Could you convert every line of the material below into a numbered list, leaving out any blank lines?

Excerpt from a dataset
-- -- --

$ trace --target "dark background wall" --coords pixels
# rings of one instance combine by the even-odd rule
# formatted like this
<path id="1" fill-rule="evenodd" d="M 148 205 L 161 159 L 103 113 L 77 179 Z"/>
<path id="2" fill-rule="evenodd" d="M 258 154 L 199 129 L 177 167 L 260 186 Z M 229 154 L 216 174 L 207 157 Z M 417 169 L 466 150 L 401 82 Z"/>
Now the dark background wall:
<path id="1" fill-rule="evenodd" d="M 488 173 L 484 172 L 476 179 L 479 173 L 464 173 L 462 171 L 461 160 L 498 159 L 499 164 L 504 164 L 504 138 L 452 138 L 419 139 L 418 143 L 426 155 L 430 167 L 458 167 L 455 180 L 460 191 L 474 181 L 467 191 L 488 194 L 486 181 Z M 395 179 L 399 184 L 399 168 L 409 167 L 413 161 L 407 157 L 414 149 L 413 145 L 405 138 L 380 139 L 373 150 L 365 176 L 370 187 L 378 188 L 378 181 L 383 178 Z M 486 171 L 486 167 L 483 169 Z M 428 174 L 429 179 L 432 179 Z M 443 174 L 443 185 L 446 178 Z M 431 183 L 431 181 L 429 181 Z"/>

-- -- --

* ANSWER IN FULL:
1. $ trace --target "dark background wall" --coords pixels
2. # rings of one instance combine by the even-odd rule
3. # formatted like this
4. <path id="1" fill-rule="evenodd" d="M 148 205 L 161 159 L 103 113 L 77 179 Z"/>
5. <path id="2" fill-rule="evenodd" d="M 258 154 L 199 129 L 177 167 L 260 186 Z M 229 154 L 216 174 L 207 157 Z M 417 169 L 466 150 L 401 82 Z"/>
6. Now the dark background wall:
7. <path id="1" fill-rule="evenodd" d="M 488 173 L 484 172 L 476 179 L 479 173 L 464 173 L 462 171 L 461 160 L 498 159 L 499 164 L 504 164 L 504 138 L 452 138 L 419 139 L 418 143 L 426 155 L 430 167 L 458 167 L 455 180 L 460 191 L 474 181 L 467 191 L 488 194 L 486 181 Z M 395 179 L 399 184 L 399 168 L 409 167 L 413 161 L 407 157 L 414 149 L 413 145 L 405 138 L 380 139 L 373 150 L 365 176 L 370 187 L 378 188 L 378 181 L 383 178 Z M 486 171 L 486 167 L 483 169 Z M 428 174 L 429 179 L 432 179 Z M 443 174 L 443 185 L 446 178 Z M 431 183 L 431 181 L 429 181 Z"/>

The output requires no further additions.